(ЗАДАНИЯ)
A) Какие персонажи в тексте о штурме названы по имени или фамилии?
B) Продолжите текст о штурме после его последнего предложения.

(ИСХОДНЫЙ ТЕКСТ)
Лев Толстой
Шрифт:
Приближается штурм. На батарее ласково приняли Володю все, кроме одного, ненатурально патриотического офицера Черновицкого, который выказывает слишком много благородных чувств. Юнкер Вланг относится к офицеру с обожанием, не спуская с него добрых глаз. Володю по жребию отправляют на Малахов курган. Здесь он встречается со спокойной солдатской храбростью, с человеком, который под огнем утаптывает ногами землю над погребом. Володя отправляет старого солдата Мельникова спросить, что это за черная фигура. Мельников встал, «подошел к черному человеку и весьма долго, так же равнодушно и недвижимо стоял около него.
— Это погребной, ваше благородие! —
Для Мельникова важно узнать не имя человека, а его должность, его обязанность: это и есть ответ на вопрос, кто это такой.
Сидят солдаты в блиндаже, молодой курчавый солдат из евреев, подняв пулю, черенком расплющивает ее и вырезывает из свинца крест на манер георгиевского. И отдает этот крест Мельникову.

(МАТЕРИАЛ)
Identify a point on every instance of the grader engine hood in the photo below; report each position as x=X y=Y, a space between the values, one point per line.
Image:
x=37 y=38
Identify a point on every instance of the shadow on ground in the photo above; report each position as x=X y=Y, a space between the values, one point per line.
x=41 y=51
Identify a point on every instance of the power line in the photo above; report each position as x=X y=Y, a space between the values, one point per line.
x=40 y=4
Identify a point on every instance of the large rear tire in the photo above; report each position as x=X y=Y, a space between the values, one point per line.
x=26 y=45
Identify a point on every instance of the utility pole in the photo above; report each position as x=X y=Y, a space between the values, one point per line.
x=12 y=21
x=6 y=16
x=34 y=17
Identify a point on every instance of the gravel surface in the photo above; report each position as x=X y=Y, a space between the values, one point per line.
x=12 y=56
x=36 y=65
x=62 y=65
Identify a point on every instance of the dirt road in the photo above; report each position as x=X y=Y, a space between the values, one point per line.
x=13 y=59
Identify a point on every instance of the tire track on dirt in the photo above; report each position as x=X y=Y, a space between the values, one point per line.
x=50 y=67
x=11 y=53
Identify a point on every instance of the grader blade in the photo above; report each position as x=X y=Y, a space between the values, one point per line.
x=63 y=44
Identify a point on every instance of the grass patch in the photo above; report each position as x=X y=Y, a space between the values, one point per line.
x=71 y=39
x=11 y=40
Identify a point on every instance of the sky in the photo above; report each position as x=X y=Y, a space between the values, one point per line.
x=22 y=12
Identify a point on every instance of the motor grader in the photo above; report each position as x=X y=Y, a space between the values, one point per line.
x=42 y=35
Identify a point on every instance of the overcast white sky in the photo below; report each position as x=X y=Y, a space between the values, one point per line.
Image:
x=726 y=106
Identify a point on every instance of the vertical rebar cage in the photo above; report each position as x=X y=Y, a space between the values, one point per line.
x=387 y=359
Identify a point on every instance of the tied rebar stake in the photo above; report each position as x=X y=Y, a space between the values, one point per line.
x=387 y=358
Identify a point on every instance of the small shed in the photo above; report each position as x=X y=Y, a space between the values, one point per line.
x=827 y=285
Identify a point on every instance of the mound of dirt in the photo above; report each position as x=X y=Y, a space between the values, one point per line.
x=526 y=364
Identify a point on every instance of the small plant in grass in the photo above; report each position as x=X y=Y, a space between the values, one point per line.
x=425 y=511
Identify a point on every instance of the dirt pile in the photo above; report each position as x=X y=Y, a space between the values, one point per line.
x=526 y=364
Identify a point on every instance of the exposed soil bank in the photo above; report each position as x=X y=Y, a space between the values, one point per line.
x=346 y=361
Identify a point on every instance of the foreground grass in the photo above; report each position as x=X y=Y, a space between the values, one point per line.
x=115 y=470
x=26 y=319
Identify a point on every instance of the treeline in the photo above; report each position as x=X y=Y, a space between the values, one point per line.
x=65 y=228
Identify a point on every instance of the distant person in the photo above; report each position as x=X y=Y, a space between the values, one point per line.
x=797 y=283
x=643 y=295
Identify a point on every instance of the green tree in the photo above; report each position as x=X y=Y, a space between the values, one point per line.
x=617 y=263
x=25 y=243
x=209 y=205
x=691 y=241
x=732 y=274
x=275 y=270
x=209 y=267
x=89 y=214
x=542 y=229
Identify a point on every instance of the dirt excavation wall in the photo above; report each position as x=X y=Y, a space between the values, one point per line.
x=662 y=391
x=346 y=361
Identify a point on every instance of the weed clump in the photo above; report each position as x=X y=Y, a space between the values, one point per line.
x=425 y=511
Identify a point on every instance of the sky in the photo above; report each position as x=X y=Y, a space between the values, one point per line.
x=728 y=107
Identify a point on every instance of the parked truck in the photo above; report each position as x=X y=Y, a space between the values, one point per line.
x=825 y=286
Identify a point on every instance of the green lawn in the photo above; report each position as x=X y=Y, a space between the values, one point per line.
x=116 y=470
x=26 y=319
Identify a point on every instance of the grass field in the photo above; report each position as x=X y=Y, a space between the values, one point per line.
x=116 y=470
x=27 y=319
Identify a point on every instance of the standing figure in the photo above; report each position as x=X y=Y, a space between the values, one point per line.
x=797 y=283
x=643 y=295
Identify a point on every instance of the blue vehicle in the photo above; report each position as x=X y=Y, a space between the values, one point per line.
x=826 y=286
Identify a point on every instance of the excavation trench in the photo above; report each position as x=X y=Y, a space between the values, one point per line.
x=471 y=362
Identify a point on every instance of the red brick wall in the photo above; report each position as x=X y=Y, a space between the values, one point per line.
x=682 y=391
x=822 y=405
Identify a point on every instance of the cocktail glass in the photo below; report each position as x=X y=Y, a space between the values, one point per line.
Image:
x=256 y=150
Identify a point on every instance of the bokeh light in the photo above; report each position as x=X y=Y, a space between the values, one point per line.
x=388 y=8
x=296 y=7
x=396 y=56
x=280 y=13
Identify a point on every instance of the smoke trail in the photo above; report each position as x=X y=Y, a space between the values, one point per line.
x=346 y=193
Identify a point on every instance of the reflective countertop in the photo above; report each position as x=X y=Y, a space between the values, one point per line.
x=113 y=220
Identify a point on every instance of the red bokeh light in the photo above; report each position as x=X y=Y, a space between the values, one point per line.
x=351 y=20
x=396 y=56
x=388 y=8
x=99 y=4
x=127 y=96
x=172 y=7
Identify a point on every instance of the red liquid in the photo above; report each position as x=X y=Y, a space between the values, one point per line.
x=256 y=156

(РЕЗУЛЬТАТЫ ВЫПОЛНЕНИЯ)
A) Володя, Черновицкий, Вланг, Мельников.

B)
Люди не боятся. Время движется: «Ровно в 12 часов начался штурм Малахова кургана».
Коротко дается севастопольский пейзаж с недостроенной церковью, колонны, набережные с зеленеющим на горе бульваром; время как будто не существует для города. Ползет над ним черный дым от какого-то парохода и длинные белые, предвещающие ветер, облака, а по всей линии укрепления рождаются клубки густого, сжатого, белого дыма. Наконец все понимают: штурм. И на Малаховом кургане подымается французское знамя.
Михаил Козельцов за ночь проигрался; ему сообщают о штурме, он видит свою испуганную роту, и тогда у этого обыкновенного человека вспыхивает чувство героизма, он наконец поступает так, как мечтал поступить всю свою жизнь.
«Чувство страха невольно сообщилось и Козельцову: мороз пробежал ему по коже.
— Заняли Шварца, — сказал молодой офицер, у которого зубы щелкали друг о друга. — Все пропало!
— Вздор, — сказал сердито Козельцов и, желая возбудить себя жестом, выхватил свою маленькую железную тупую сабельку и закричал: — Вперед, ребята! Ура-а!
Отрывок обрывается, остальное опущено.